=== What the task asks ===
Name every tool that the forum post below says the poster used to download, convert, or test the models.

FPGA - SSD300 - RuntimeError: The plugin does not support precision I64 for layer ...

Buvana_R · ‎01-05-2021

Hello,

I am using Openvino toolkit version 2020.3 and I am trying to get (a) Resnet-50 and (b) SSD model(s) inferenced from Intel A10 FPGA.

I am using the bitstreams:

a) 2020-3-1_PL2_FP16_InceptionV1_ResNet_YoloV3.aocx for the Resnet model.

b) '2020-3-1_PL2_FP16_AlexNet_GoogleNet_SSD300_Generic.aocx' for the SSD model(s).

Using model_downloader tool, I downloaded the following:
a) Resnet-50

b) SSD300

I converted these models to FP16 and FP32 representation using the model optimizer tool (with the Resnet-50, I removed the final softmax layer as it is not supported in FPGA).

I tried the benchmark tool with the device as FPGA on these models and it was successful on the Resnet-50 (FP32 and FP16).

python3 benchmark_app.py -m /opt/converted_models/resnet-50-caffe2-No-Softmax/public/resnet-50-caffe2/FP32/resnet-50-caffe2.xml -d FPGA
[Step 1/11] Parsing and validating input arguments
[ WARNING ] -nstreams default value is determined automatically for a device. Although the automatic selection usually provides a reasonable performance, but it still may be non-optimal for some cases, for more information look at README.

=== Given entries ===
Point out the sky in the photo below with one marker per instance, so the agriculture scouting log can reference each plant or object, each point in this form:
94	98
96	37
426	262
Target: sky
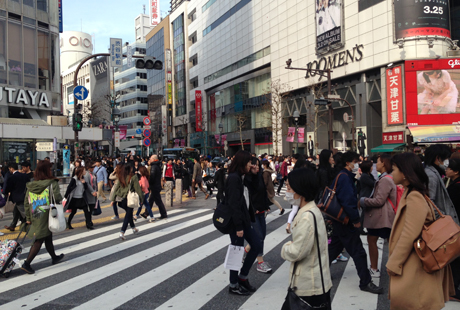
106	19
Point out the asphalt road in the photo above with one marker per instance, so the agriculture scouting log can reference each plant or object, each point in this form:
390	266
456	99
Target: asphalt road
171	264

--

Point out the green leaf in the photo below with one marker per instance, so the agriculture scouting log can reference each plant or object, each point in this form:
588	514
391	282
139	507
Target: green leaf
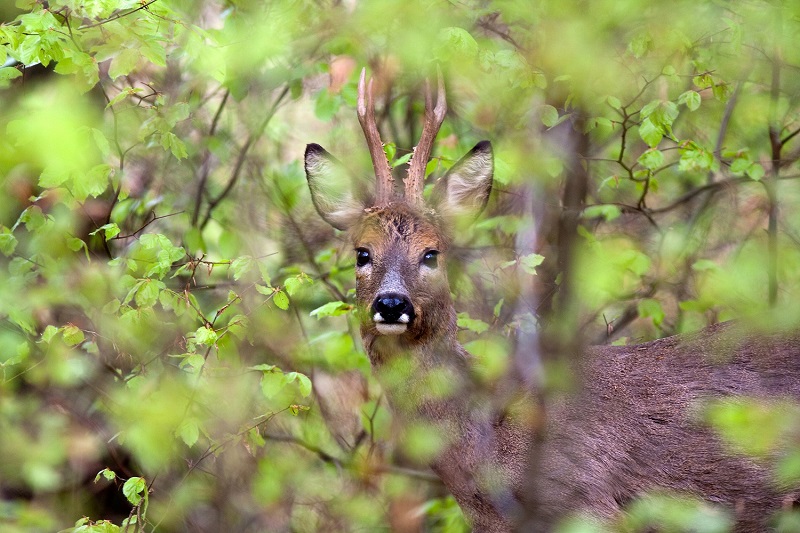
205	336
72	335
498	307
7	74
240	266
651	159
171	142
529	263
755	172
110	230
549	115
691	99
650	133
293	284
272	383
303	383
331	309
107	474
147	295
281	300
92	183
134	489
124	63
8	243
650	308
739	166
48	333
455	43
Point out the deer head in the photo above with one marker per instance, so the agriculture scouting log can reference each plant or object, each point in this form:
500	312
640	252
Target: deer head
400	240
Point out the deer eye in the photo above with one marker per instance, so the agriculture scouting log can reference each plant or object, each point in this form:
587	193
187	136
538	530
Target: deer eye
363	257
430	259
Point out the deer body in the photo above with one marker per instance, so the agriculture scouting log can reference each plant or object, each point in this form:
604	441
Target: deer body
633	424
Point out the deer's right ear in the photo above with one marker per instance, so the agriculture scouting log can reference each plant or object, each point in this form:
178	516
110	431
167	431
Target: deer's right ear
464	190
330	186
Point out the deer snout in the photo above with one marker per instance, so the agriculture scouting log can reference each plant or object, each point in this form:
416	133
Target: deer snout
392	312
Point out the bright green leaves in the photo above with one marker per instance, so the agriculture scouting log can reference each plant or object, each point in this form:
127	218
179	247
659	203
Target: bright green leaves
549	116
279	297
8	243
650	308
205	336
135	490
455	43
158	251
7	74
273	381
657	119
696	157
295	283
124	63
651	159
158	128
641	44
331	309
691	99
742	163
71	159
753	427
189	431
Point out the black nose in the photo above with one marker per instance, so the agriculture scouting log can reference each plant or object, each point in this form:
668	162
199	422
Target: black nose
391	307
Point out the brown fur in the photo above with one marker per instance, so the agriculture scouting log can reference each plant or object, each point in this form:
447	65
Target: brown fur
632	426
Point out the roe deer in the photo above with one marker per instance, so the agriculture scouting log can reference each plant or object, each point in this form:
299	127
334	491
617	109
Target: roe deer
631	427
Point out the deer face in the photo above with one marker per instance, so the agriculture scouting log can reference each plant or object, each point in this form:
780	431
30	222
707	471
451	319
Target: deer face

=== Written solution ===
- model_downloader tool
- model optimizer tool
- benchmark tool (benchmark_app.py)